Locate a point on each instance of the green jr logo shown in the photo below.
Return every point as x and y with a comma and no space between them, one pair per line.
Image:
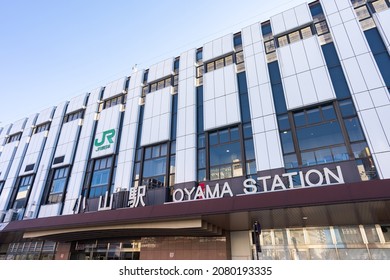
108,134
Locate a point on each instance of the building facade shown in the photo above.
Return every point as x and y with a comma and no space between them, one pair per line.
269,143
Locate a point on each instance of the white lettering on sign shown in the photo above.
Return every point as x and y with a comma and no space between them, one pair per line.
312,178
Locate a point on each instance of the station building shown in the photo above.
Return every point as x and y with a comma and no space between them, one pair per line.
269,143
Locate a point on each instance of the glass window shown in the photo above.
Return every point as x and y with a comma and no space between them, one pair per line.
290,161
201,159
251,168
248,131
249,149
313,116
100,177
347,108
287,142
225,157
308,158
300,119
58,185
228,60
225,153
328,113
321,28
340,153
362,12
282,41
354,130
269,46
360,150
319,136
294,37
323,156
379,5
25,184
306,32
210,66
239,57
219,63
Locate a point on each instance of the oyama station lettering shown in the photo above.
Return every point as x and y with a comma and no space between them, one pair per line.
312,178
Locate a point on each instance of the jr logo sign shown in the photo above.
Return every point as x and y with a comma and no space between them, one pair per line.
100,144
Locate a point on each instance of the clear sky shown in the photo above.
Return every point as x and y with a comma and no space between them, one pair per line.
51,51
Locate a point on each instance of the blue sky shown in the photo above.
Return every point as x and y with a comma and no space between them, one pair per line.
51,51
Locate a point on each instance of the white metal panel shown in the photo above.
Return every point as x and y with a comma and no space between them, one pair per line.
343,4
219,83
262,69
217,47
274,149
303,15
181,122
307,89
114,88
382,21
277,24
262,152
34,151
313,52
209,114
364,101
356,37
286,63
380,97
18,126
168,67
267,101
6,159
246,35
347,14
191,92
190,165
45,115
383,160
370,72
180,163
335,19
323,84
208,86
207,51
77,103
258,125
375,133
67,142
255,103
230,79
290,20
251,71
384,117
82,154
220,111
233,109
270,123
160,70
190,124
342,42
256,32
299,57
292,92
354,75
46,158
329,6
227,44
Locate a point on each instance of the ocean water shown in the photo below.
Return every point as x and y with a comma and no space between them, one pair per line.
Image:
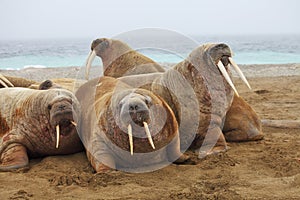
259,49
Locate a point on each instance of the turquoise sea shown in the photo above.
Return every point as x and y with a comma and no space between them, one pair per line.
253,49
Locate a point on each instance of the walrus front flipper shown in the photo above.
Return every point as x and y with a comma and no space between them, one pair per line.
14,157
242,123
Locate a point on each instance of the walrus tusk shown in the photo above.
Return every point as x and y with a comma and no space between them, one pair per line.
57,136
130,138
74,123
4,81
148,134
89,61
239,71
226,76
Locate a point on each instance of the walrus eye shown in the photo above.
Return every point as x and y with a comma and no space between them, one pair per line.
105,44
225,61
148,101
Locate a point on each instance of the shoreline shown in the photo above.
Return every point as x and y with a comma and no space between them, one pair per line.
77,72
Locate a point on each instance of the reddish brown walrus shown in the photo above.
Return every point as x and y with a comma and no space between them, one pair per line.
36,123
127,128
201,72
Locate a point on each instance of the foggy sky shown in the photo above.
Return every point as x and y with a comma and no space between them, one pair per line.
24,19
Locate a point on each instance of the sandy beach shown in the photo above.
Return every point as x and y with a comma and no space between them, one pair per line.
267,169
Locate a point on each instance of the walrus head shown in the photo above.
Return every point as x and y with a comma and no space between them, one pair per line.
108,50
141,118
218,57
63,114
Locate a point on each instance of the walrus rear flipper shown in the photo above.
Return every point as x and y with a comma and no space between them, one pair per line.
14,157
12,81
242,123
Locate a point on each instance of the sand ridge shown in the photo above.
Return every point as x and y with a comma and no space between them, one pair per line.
267,169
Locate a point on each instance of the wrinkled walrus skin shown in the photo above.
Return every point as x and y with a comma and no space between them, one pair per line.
105,121
199,65
121,60
213,95
29,119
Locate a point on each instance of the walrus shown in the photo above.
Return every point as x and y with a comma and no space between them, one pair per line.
206,61
11,81
127,128
119,59
206,72
37,123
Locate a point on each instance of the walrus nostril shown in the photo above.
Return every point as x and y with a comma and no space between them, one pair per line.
225,60
61,107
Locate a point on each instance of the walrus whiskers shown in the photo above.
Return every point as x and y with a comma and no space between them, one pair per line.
57,136
130,138
239,71
74,123
226,76
148,134
89,61
4,81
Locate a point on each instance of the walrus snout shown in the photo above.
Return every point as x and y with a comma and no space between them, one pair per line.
139,112
221,55
135,108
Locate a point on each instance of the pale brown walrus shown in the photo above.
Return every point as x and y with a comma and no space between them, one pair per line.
127,128
119,59
36,123
201,71
12,81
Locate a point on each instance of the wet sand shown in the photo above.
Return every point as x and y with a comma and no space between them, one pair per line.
267,169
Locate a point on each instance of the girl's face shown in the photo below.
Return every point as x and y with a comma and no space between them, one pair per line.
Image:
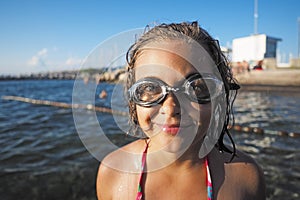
176,123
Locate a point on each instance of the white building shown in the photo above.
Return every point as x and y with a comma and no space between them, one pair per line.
254,48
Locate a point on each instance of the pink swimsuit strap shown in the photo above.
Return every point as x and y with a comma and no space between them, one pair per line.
139,195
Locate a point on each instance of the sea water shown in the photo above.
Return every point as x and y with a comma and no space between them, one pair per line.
43,157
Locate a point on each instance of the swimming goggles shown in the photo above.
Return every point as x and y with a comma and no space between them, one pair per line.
198,88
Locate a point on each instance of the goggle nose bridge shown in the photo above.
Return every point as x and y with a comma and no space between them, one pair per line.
171,89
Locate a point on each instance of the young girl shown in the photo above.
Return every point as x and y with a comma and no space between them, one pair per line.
180,91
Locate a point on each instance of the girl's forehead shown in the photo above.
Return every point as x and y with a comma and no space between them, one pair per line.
174,60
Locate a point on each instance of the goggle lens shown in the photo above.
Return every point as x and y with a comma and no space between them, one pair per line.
151,91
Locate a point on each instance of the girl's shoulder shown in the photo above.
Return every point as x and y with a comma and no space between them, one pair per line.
242,177
116,166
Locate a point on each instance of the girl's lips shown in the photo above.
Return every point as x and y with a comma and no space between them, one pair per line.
172,130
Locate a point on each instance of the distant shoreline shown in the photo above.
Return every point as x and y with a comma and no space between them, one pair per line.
285,80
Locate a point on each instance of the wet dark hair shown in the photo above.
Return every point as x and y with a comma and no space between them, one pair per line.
174,31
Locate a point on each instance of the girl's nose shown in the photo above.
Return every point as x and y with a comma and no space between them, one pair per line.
170,105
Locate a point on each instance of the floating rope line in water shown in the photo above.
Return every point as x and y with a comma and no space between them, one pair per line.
238,128
64,105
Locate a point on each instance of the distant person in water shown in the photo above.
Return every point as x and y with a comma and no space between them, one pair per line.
103,94
258,66
180,94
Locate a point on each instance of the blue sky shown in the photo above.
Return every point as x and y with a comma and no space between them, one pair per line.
58,34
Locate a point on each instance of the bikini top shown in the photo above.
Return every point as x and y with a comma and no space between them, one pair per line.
139,195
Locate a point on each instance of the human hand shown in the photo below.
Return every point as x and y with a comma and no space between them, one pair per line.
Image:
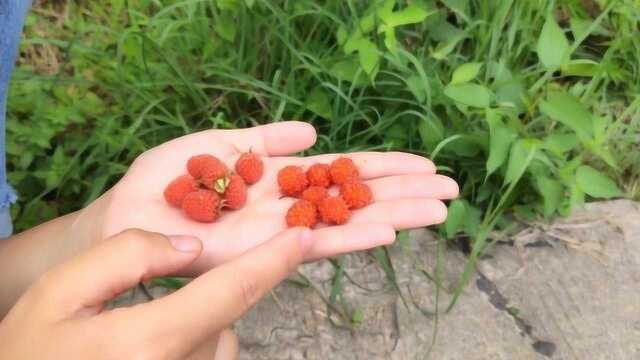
406,190
61,316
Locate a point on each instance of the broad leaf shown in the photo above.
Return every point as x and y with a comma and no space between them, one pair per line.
469,94
560,143
431,132
565,108
552,193
369,56
410,15
522,152
580,67
500,140
596,184
552,45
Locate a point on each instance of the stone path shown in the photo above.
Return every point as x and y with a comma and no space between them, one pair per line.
566,291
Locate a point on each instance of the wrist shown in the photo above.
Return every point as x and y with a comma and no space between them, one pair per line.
87,226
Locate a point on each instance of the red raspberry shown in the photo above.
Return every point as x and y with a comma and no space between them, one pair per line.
356,194
202,205
177,189
302,213
315,194
207,169
292,180
235,195
334,211
318,175
343,170
250,167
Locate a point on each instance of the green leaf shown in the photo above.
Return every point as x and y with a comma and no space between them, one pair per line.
226,28
369,56
417,87
596,184
472,220
318,102
347,70
469,94
390,41
552,45
565,108
412,14
445,48
465,73
552,193
579,26
357,316
560,143
431,132
455,218
341,35
500,140
169,282
522,152
580,67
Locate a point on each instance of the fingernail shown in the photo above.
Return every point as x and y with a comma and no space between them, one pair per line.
306,240
184,243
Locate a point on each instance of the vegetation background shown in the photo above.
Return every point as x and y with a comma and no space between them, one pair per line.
533,106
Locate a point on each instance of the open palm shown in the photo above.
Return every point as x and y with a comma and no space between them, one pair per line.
406,190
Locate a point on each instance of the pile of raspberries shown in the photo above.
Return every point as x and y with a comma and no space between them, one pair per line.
313,189
209,187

———

From the line holding "Locate a point on each instance of the fingernail" to the last line of the records, quote each line exactly and add nothing.

Locate a point on each instance of the fingernail shown in the photo above.
Return every point as x and y with a comma and no space between them, one pair per line.
306,240
184,243
Locate a point on each instance of the vegetation background shown in the photo above.
Return every point as x and y with a comma and no space between them, one pair per line.
533,106
Locate a point on each instance of the open palm shown in the photo above.
Return every point as x and y with a comma and no space between them, one pair per line.
406,190
Locate a point on each instance of the pile of raspberries shown in the photo above.
Return every point as x and y with a comma and no space between them, one pair per line.
313,189
209,187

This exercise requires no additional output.